▸ TASK ITEM
Every entry that follows should be reproduced exactly.

▸ RECORDS FOR THIS TASK
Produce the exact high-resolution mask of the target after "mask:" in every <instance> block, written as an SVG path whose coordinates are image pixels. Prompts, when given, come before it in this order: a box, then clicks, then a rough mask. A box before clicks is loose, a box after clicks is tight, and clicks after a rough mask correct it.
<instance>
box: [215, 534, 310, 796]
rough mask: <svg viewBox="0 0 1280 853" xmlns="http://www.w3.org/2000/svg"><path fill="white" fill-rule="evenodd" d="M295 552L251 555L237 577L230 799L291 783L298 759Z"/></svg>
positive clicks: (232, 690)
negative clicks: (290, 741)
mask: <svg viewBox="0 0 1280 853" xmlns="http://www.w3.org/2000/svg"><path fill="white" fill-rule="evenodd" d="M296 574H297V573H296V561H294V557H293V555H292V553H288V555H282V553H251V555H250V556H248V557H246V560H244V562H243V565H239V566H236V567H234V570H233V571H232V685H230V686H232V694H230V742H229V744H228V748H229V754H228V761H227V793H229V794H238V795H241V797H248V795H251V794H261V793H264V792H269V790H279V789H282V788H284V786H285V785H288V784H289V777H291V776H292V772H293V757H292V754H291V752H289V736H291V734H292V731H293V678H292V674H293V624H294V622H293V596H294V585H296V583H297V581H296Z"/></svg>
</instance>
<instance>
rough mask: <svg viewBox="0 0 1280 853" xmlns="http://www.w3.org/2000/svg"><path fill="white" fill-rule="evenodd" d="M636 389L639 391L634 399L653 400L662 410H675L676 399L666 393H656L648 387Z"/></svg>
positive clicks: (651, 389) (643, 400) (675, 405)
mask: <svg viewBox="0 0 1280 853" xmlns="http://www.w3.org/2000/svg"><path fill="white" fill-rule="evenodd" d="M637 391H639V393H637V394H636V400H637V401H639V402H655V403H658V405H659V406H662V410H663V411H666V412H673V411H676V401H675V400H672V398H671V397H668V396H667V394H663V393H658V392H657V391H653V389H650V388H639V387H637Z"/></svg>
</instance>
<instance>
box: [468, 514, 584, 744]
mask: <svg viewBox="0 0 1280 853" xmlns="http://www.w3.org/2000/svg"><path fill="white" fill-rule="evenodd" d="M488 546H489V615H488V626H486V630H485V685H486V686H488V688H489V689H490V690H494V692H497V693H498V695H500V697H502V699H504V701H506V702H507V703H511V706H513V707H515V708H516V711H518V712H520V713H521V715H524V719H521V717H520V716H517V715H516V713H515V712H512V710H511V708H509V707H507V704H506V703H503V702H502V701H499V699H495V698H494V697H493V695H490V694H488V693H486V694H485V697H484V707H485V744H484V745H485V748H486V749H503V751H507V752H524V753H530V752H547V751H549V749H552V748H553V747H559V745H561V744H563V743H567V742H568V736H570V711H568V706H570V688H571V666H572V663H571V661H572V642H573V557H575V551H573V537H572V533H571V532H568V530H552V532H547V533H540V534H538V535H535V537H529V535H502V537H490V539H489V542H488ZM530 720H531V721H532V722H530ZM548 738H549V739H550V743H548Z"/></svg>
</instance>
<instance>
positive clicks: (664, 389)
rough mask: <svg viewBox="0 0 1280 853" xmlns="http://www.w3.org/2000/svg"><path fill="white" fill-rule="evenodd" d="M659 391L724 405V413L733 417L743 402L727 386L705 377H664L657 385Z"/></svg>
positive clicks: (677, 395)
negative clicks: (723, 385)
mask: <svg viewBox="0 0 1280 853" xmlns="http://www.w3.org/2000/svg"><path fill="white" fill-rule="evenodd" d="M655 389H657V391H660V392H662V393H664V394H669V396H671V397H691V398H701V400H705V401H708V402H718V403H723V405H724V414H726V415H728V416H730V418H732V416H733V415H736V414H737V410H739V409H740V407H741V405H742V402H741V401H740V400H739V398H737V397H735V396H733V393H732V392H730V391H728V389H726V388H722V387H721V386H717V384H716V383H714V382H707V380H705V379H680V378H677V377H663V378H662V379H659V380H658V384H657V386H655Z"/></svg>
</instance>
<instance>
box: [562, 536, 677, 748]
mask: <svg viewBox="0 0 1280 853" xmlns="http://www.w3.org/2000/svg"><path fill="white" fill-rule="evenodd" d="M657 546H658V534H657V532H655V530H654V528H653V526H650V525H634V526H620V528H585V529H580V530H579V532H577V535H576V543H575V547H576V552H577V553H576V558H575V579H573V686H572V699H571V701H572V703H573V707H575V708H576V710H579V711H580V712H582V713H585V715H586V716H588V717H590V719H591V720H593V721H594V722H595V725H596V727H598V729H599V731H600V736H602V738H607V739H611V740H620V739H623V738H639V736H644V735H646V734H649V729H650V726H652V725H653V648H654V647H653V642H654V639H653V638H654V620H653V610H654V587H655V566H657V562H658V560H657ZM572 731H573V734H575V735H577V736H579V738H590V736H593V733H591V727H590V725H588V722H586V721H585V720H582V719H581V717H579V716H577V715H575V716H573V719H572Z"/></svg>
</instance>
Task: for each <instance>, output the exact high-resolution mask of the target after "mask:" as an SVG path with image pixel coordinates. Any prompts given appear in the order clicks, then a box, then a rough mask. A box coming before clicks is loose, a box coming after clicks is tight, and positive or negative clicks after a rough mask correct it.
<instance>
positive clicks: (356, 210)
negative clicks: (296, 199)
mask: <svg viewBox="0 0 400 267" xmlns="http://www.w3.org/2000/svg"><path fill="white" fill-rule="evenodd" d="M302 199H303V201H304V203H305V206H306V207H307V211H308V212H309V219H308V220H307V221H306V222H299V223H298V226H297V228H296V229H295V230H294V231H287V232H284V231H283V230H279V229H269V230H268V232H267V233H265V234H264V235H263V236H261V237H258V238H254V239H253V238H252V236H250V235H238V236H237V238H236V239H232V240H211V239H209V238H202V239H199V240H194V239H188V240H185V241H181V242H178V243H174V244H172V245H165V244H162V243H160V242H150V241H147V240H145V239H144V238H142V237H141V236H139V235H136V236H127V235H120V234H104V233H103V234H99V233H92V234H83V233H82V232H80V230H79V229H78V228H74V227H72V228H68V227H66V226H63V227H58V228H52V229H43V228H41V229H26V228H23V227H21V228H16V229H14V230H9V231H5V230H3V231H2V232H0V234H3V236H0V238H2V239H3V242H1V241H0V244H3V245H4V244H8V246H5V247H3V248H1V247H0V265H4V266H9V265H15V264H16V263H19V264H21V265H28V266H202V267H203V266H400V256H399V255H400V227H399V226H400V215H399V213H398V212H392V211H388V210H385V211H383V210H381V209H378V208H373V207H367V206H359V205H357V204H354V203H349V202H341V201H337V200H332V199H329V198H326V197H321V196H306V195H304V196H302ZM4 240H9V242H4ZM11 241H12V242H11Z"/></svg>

▸ OUTPUT OF THE TASK
Produce the exact high-resolution mask of the target after "mask:" in every <instance> block, written as an SVG path whose coordinates are image pixels. Prompts, when given, come before it in this order: a box, then clicks, then a rough mask. A box before clicks is loose, a box after clicks is tight, and clicks after a rough mask correct it.
<instance>
box: [215, 534, 310, 796]
rough mask: <svg viewBox="0 0 1280 853" xmlns="http://www.w3.org/2000/svg"><path fill="white" fill-rule="evenodd" d="M295 552L251 555L237 577L230 799L291 783L298 759Z"/></svg>
positive clicks: (232, 690)
negative clicks: (290, 741)
mask: <svg viewBox="0 0 1280 853" xmlns="http://www.w3.org/2000/svg"><path fill="white" fill-rule="evenodd" d="M296 574H297V573H296V561H294V557H293V555H292V553H288V555H282V553H251V555H250V556H248V557H246V560H244V562H243V565H239V566H236V567H234V570H233V571H232V685H230V686H232V694H230V742H229V744H228V748H229V754H228V761H227V793H229V794H238V795H241V797H248V795H251V794H261V793H264V792H269V790H279V789H282V788H284V786H285V785H288V784H289V777H291V776H292V772H293V757H292V754H291V752H289V736H291V734H292V731H293V678H292V674H293V624H294V622H293V596H294V585H296V583H297V581H296Z"/></svg>
</instance>
<instance>
rough mask: <svg viewBox="0 0 1280 853" xmlns="http://www.w3.org/2000/svg"><path fill="white" fill-rule="evenodd" d="M636 389L639 391L634 399L653 400L662 410H675L676 399L666 393H656L648 387Z"/></svg>
positive clicks: (651, 389) (643, 400) (675, 405)
mask: <svg viewBox="0 0 1280 853" xmlns="http://www.w3.org/2000/svg"><path fill="white" fill-rule="evenodd" d="M637 391H639V393H637V394H636V400H637V401H639V402H655V403H658V405H659V406H662V410H663V411H666V412H673V411H676V401H675V400H672V398H671V397H668V396H667V394H663V393H658V392H657V391H653V389H650V388H639V387H637Z"/></svg>
</instance>
<instance>
box: [468, 514, 584, 744]
mask: <svg viewBox="0 0 1280 853" xmlns="http://www.w3.org/2000/svg"><path fill="white" fill-rule="evenodd" d="M488 546H489V615H488V626H486V630H485V685H486V686H488V688H489V689H490V690H494V692H497V693H498V695H500V697H502V699H504V701H506V702H507V703H511V706H513V707H515V708H516V711H518V712H520V713H521V715H524V719H521V717H520V716H517V715H516V713H515V712H512V710H511V708H509V707H507V704H506V703H503V702H502V701H499V699H495V698H494V697H493V695H490V694H488V693H486V694H485V697H484V707H485V744H484V745H485V748H486V749H503V751H507V752H524V753H530V752H547V751H549V749H552V748H553V747H559V745H561V744H563V743H567V742H568V736H570V711H568V706H570V688H571V666H572V663H571V661H572V642H573V557H575V551H573V537H572V533H571V532H568V530H552V532H547V533H540V534H538V535H535V537H529V535H502V537H490V539H489V542H488ZM530 720H531V721H532V722H530ZM548 738H549V739H550V743H548Z"/></svg>
</instance>
<instance>
positive clicks: (664, 389)
rough mask: <svg viewBox="0 0 1280 853" xmlns="http://www.w3.org/2000/svg"><path fill="white" fill-rule="evenodd" d="M659 391L724 405V413L733 417L743 402L727 386L705 377H664L657 385Z"/></svg>
positive clicks: (677, 395)
negative clicks: (723, 385)
mask: <svg viewBox="0 0 1280 853" xmlns="http://www.w3.org/2000/svg"><path fill="white" fill-rule="evenodd" d="M655 389H657V391H660V392H662V393H664V394H669V396H671V397H691V398H701V400H705V401H708V402H718V403H723V405H724V414H726V415H728V416H730V418H732V416H733V415H736V414H737V410H739V409H740V407H741V405H742V402H741V401H740V400H739V398H737V397H735V396H733V393H732V392H730V391H728V389H726V388H722V387H721V386H717V384H716V383H714V382H707V380H705V379H680V378H677V377H663V378H662V379H659V380H658V384H657V386H655Z"/></svg>
</instance>
<instance>
box: [562, 536, 677, 748]
mask: <svg viewBox="0 0 1280 853" xmlns="http://www.w3.org/2000/svg"><path fill="white" fill-rule="evenodd" d="M657 546H658V534H657V532H655V530H654V528H653V526H650V525H634V526H620V528H585V529H580V530H579V532H577V535H576V543H575V547H576V552H577V553H576V558H575V579H573V686H572V699H571V701H572V703H573V707H575V708H576V710H579V711H580V712H582V713H585V715H586V716H588V717H590V719H591V720H593V721H594V722H595V725H596V727H598V729H599V731H600V736H602V738H607V739H611V740H620V739H623V738H639V736H644V735H646V734H649V729H650V726H652V725H653V648H654V647H653V642H654V639H653V638H654V620H653V610H654V587H655V566H657V562H658V560H657ZM572 731H573V734H575V735H577V736H579V738H590V736H593V733H591V727H590V725H588V722H586V721H585V720H582V719H581V717H579V716H577V715H575V716H573V719H572Z"/></svg>
</instance>
Task: for each <instance>, output the exact high-resolution mask of the target after "mask:" as an SVG path with image pixel coordinates. Any prompts given appear in the order clicks, then a box, then a rough mask. A box coming before clicks is loose, a box coming after clicks is tight, and positive or negative clicks after a rough mask correct it.
<instance>
positive clicks: (356, 210)
negative clicks: (296, 199)
mask: <svg viewBox="0 0 400 267" xmlns="http://www.w3.org/2000/svg"><path fill="white" fill-rule="evenodd" d="M302 199H303V201H304V203H305V206H306V207H307V211H308V212H309V219H308V220H307V221H306V222H299V223H298V226H297V228H296V229H295V230H294V231H287V232H284V231H283V230H279V229H269V230H268V232H267V233H265V234H264V235H263V236H261V237H258V238H254V239H253V238H252V236H250V235H238V236H237V238H236V239H232V240H211V239H209V238H202V239H199V240H194V239H188V240H185V241H181V242H178V243H174V244H172V245H165V244H162V243H160V242H150V241H147V240H145V239H144V238H142V237H141V236H139V235H136V236H127V235H120V234H104V233H103V234H99V233H92V234H83V233H82V232H80V230H79V229H78V228H74V227H72V228H68V227H66V226H63V227H58V228H52V229H43V228H41V229H26V228H23V227H21V228H16V229H14V230H9V231H5V230H3V231H2V232H0V234H3V236H0V238H2V239H3V242H1V241H0V244H3V245H4V244H8V246H5V247H3V248H1V247H0V265H4V266H9V265H15V264H16V263H19V264H21V265H28V266H202V267H203V266H400V256H399V255H400V227H399V226H400V215H399V213H398V212H392V211H388V210H385V211H383V210H381V209H378V208H373V207H367V206H359V205H357V204H354V203H349V202H341V201H337V200H332V199H329V198H326V197H321V196H306V195H304V196H302ZM4 240H9V242H4ZM11 241H12V242H11Z"/></svg>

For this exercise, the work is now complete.